Der Vorschußanspruch für eine Ersatzvornahme ergibt sich jetzt aus § 637 III
BGB. S. dazu BGH v.
14.1.2010 - VII ZR 213/07. § 637 III kodifiziert
aber nur früher von der Rspr. entwickelte Grundsätze. Der Vorschuß ist
zweckgebunden und muß für die Mängelbeseitigung verwendet werden. Geschieht
dies innerhalb angemessener Frist nicht, entsteht ein vertraglicher
Rückerstattungsanspruch (aus dem Werkvertrag selbst als aus sich aus Treu
und Glauben ergebende Nebenpflicht, § 242 BGB). Es handelt sich also nicht
um einen Bereicherungsanspruch (§ 812 BGB). Der Anspruch entsteht, wenn der
besteller den Willen aufgegeben hat, die Mängel zu beseitigen, was der
Unternehmer darlegen und beweisen muß. Für ihn kann aber eine widerlegbare
Vermutung streiten, wenn eine angemessene Frist für die Beseitigung der
Mängel abgelaufen ist und der Auftraggeber binnen dieser Frist noch keine
Maßnahmen zur Mängelbeseitigung ergriffen hat. Dann wird der
Rückzahlungsanspruch fällig. Zur Frage der Verjährung s. ebenfalls
BGH v. 14.1.2010 - VII ZR 213/07.
Beachte: Macht der Besteller Schadensersatz statt der Leistung (§§ 634 Nr.
4, 280 I, III, 281 BGB) in Höhe der Nachbesserungskosten geltend, kann er
mit dem Betrag selbstverständlich tun, was er will. Er ist also nicht
verpflichtet, den Mangel zu beseitigen.
©sl 2010
Tatbestand:
1 Die Klägerin verlangt Rückzahlung eines Vorschusses auf
Mängelbeseitigungskosten sowie Erstattung eines Minderungsbetrages.
2 Die Klägerin errichtete gemäß Bauvertrag vom 3. April 1993 für den
Beklagten ein Wohnhaus mit Garage. Wegen zahlreicher Mängel nahm der
Beklagte die Klägerin erfolgreich auf Zahlung von Vorschuss auf die
Mängelbeseitigungskosten in Anspruch. Das Gericht ging in jenem Verfahren
von Mängelbeseitigungskosten in Höhe von 37.581,18 € brutto aus.
3 Der gerichtliche Sachverständige hatte unter anderem festgestellt, dass
das Dachfenster im Bad nicht den feuerpolizeilichen Vorschriften entsprach.
Er hielt den Ausbau des Fensters, die Schließung der Dachöffnung und den
Einbau einer Lüftung für erforderlich. Die Kosten hierfür bezifferte er auf
2.000 DM (1.022,58 €) netto. Zusätzlich zu diesem Betrag, der bei den
Mängelbeseitigungskosten berücksichtigt ist, hielt er wegen des nun
fehlenden Fensters eine Wertminderung von 4.740 DM (2.423,52 €) für
angemessen. Diesen Betrag sprach das Gericht dem Beklagten zu.
--
- _Zu bearbeitende Aufgabe_:
Schreibe den Lesetext von "Beachte: Macht der" bis einschließlich "37.581,18 € brutto aus." erneut ab und ersetze dabei "Wohnhaus" durch "Einfamilienhaus".
--
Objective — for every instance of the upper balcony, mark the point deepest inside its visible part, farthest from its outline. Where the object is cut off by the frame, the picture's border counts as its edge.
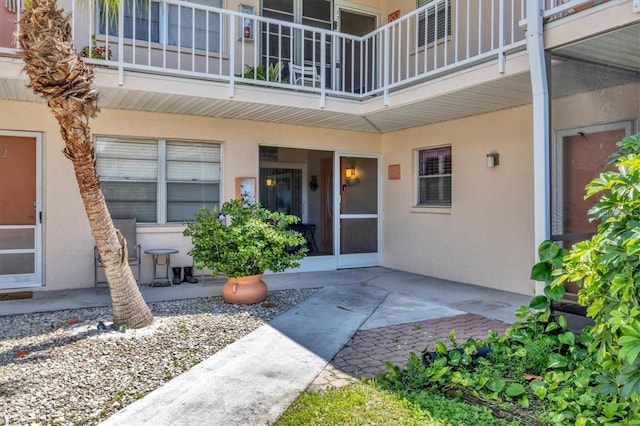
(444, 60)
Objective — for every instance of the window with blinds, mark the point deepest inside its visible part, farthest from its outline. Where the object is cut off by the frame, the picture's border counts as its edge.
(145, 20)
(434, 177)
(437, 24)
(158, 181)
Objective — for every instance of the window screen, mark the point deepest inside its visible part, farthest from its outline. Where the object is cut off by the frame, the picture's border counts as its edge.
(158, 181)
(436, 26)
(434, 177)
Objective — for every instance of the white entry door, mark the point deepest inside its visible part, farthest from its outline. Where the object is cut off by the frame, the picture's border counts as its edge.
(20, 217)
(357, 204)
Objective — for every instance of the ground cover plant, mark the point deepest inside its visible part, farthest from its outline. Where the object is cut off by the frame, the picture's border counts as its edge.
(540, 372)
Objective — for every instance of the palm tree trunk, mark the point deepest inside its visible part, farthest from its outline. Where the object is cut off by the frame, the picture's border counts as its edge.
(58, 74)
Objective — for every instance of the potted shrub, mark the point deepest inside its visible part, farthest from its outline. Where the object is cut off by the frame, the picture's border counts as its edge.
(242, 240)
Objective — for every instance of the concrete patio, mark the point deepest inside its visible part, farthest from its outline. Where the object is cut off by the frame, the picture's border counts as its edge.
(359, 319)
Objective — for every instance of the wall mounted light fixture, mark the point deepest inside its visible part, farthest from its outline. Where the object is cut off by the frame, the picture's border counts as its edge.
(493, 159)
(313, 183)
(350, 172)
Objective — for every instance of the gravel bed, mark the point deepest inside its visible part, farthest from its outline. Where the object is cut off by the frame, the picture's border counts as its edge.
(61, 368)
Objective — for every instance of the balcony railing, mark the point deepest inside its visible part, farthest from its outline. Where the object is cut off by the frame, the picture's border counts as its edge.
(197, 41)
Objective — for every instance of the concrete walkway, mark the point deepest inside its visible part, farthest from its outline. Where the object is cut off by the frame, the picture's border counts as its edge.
--
- _Schriftliche Antwort_:
Beachte: Macht der Besteller Schadensersatz statt der Leistung (§§ 634 Nr.
4, 280 I, III, 281 BGB) in Höhe der Nachbesserungskosten geltend, kann er
mit dem Betrag selbstverständlich tun, was er will. Er ist also nicht
verpflichtet, den Mangel zu beseitigen.
©sl 2010
Tatbestand:
1 Die Klägerin verlangt Rückzahlung eines Vorschusses auf
Mängelbeseitigungskosten sowie Erstattung eines Minderungsbetrages.
2 Die Klägerin errichtete gemäß Bauvertrag vom 3. April 1993 für den
Beklagten ein Einfamilienhaus mit Garage. Wegen zahlreicher Mängel nahm der
Beklagte die Klägerin erfolgreich auf Zahlung von Vorschuss auf die
Mängelbeseitigungskosten in Anspruch. Das Gericht ging in jenem Verfahren
von Mängelbeseitigungskosten in Höhe von 37.581,18 € brutto aus.